_SUPPLIED TEXT:_

RTO Magazine is the rent to own industry's leading print
publication.
Today’s digitized, MTV’d
and X-boxed rental store customers have been trained to make
buying decisions largely on the basis of presentation and
promotion. And there the franchisee can excel.
Look up the origins
of the word "franchise" and you will see that it stems from the
early Germanic word "Frank." That term was used to describe
certain free people, craftsmen and landholders who were awarded
privileges and liberties not given to others. Those Franks
became today’s French (the term survives in their national
currency, the franc). In today’s business universe those
privileges and liberties can include copying the means and
methods of someone else’s business as a way of creating wealth
for you. And that’s all a franchise is, a means to building
wealth. It enables the franchisee to generate a handsome return
on his investment of both sweat and money with a fair degree of
assurance that he won’t flame out on the same learning curve
someone else already experienced - and from which valuable
lessons were learned. And generally he can because of the
blizzard of documentation, proof and disclosures required from
anyone desiring to franchise his business model to others on
large scale.
RTO Magazine and RTOonline.com contain the cream of the
rent to own and leasing franchise crop and contain profiles of
successful owners. This discussion will focus on some of the
"invisible differences" that you should look for when
researching various franchises.
Many successful franchisees have far less
experience than you or I and yet continually do well even in the
face of adversity. This is not luck. At the core of the best
franchises are more than just eye-catching signs, fancy trucks
and slick commercials. The appeal of those elements is obvious
and not hard to replicate on your own. But how about the ability
to nearly always hire the right people, find the best locations
and somehow manage sales and collections without letting either
go off the rails for a quarter or two? It’s hard to see evidence
of any of that by walking showrooms or looking at fliers.
Consider:
How many times have you walked through a
franchise store in your market and left thinking that all
they’ve done is put frosting on the biscuit and call it a
cupcake? Same prices, same products, same agreements. What’s the
deal?
All signs and storefronts hold, for the
customer, a promise of what’s inside. Beyond the sparkling plate
glass of a good operator customers see smiling folks in spiffy
shirts and pressed pants bustling about creating a retail
experience for a rent to own customer. It is unlikely that the
people who work there are more intelligent or savvy than the
rest of us. They don’t have to be - they have a system, a
process they live by. The franchise manual is a step-by-step
guide to accomplishing the things that get and keep customers
while limiting or eliminating those that don’t. Because employee
compensation and advancement are tied to specific performance
measurements - and the franchisee’s right to keep the sign
depends on his level of compliance and execution – most of them
get it right most of the time. And in our business "Most" works.

_GIVEN RECORDS:_
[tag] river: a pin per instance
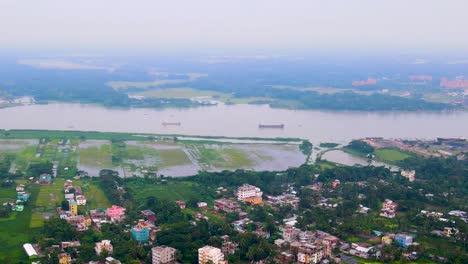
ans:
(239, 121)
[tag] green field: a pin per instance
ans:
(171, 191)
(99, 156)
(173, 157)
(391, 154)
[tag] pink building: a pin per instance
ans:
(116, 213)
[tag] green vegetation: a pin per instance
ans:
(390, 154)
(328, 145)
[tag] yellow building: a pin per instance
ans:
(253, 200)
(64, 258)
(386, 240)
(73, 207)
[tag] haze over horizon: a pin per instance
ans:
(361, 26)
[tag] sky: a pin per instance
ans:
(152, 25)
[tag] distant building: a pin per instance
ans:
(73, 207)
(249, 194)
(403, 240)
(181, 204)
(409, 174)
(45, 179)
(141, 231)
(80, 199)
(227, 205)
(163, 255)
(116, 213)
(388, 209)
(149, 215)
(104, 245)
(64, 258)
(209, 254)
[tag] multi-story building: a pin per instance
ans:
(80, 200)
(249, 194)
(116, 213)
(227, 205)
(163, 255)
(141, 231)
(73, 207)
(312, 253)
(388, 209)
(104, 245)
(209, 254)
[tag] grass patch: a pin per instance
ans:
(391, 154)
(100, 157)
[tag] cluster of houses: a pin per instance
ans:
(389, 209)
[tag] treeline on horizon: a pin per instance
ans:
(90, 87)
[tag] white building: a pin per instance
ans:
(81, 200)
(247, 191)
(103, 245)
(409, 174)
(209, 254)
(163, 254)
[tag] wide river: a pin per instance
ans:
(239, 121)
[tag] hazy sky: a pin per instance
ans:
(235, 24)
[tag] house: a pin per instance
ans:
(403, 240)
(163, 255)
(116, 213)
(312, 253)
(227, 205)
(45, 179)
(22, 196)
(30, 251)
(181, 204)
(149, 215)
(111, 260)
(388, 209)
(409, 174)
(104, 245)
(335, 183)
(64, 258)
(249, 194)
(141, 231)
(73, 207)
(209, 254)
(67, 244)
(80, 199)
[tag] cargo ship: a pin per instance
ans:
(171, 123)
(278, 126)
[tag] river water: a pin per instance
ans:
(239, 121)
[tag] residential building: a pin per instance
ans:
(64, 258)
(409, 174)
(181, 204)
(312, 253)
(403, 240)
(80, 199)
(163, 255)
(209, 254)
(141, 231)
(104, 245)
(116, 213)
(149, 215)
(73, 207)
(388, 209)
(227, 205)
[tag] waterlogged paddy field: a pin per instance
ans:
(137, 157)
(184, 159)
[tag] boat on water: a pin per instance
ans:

==

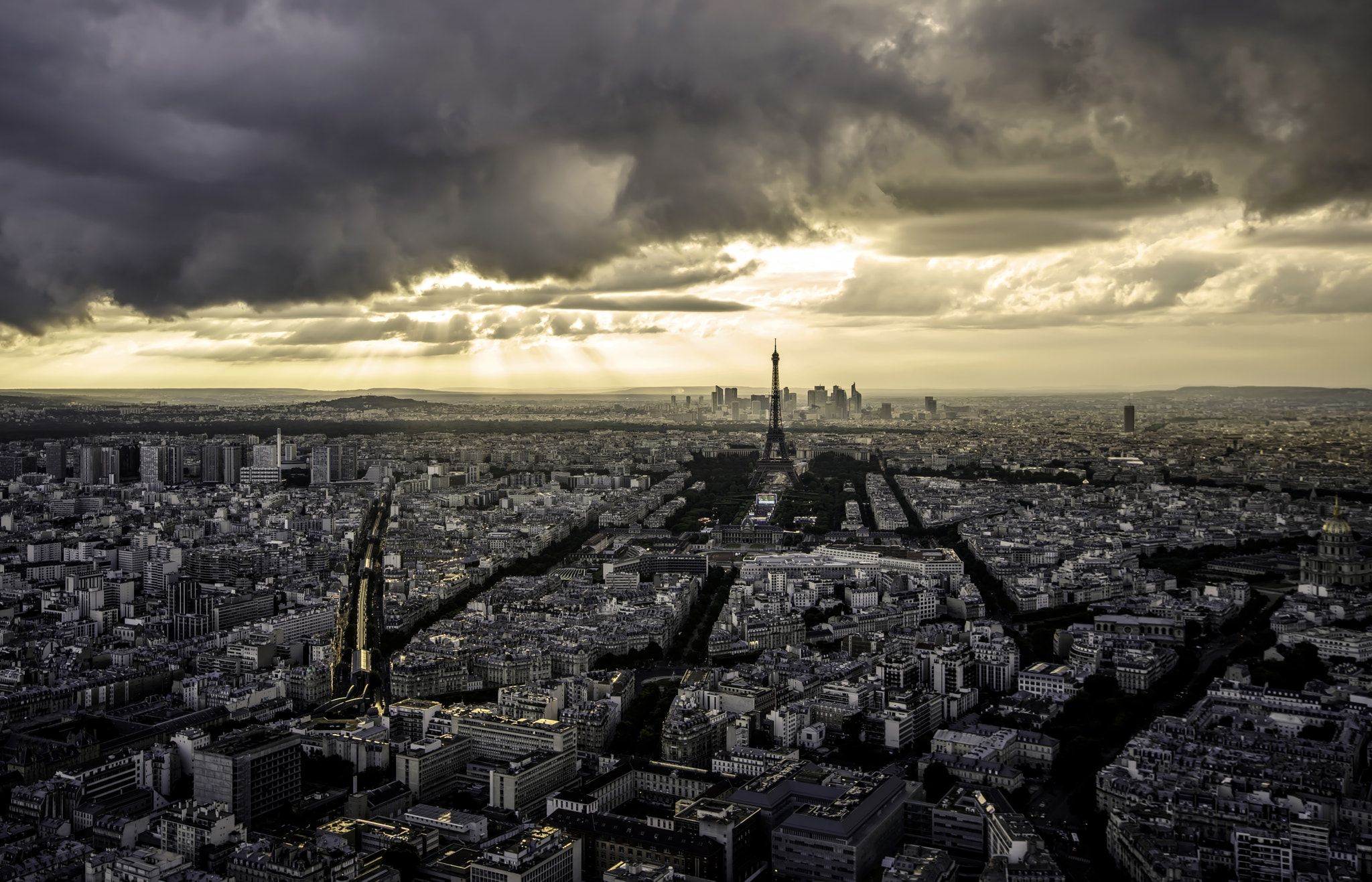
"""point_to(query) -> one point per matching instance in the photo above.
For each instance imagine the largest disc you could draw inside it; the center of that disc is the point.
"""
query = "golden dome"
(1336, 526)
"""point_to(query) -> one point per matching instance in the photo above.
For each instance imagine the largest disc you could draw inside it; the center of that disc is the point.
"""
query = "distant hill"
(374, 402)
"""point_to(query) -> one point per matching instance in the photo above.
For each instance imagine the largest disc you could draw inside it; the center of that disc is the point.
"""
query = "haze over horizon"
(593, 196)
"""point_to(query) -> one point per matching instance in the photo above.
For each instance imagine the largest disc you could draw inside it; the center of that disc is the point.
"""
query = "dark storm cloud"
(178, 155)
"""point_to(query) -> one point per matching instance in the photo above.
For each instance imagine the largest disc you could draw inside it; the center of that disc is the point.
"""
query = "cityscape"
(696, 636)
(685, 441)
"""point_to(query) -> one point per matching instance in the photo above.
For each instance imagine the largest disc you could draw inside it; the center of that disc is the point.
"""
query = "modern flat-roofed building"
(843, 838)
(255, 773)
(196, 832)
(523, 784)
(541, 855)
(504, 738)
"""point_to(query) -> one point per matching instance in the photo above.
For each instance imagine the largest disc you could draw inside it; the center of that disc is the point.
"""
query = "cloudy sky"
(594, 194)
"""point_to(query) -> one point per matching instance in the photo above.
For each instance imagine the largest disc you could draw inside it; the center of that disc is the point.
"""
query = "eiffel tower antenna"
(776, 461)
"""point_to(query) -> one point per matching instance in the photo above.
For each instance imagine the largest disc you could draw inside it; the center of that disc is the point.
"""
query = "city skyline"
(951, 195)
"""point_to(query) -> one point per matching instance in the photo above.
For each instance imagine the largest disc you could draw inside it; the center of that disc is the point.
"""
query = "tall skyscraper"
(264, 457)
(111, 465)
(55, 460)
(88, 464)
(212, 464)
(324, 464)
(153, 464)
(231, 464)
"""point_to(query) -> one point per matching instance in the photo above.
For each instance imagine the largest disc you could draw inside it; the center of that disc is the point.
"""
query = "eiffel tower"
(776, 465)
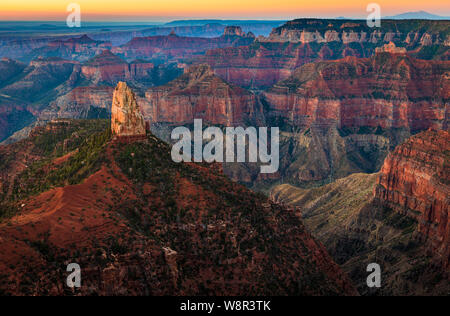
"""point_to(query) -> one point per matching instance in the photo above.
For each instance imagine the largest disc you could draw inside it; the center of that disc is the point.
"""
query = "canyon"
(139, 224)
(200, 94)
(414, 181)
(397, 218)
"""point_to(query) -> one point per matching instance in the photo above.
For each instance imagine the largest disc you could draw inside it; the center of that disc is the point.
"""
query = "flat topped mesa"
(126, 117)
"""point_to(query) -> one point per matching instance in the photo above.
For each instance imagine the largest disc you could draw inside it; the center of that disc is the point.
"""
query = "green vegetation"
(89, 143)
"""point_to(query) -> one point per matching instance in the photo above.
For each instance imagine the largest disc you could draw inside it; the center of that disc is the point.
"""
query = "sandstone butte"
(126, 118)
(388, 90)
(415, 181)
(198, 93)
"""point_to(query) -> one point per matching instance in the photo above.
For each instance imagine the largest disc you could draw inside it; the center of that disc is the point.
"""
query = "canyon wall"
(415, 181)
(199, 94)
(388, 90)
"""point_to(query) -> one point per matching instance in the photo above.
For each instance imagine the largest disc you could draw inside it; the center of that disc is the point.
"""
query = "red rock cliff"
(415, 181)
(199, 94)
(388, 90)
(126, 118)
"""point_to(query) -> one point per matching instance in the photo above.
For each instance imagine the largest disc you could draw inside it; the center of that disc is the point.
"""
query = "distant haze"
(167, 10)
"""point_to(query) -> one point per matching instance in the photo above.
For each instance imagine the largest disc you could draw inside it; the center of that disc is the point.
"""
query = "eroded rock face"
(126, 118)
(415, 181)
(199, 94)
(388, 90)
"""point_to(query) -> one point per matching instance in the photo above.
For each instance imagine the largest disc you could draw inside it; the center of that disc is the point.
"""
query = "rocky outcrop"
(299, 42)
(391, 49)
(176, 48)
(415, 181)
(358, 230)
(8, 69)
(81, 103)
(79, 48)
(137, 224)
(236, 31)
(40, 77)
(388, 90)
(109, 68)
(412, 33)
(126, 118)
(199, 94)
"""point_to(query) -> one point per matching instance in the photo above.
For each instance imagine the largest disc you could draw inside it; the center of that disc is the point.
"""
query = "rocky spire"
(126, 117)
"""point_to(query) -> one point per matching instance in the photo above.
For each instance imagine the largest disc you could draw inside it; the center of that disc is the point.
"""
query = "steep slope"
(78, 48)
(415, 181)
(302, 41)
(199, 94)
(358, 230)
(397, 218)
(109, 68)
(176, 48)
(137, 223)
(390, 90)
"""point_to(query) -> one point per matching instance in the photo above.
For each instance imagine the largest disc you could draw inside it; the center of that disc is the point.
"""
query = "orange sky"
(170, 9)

_TO BE DONE:_ Set down the passage on rent-to-own franchises verbatim, from "Today’s digitized, MTV’d" to "franchisee can excel.".

_TASK SOLUTION:_
Today’s digitized, MTV’d
and X-boxed rental store customers have been trained to make
buying decisions largely on the basis of presentation and
promotion. And there the franchisee can excel.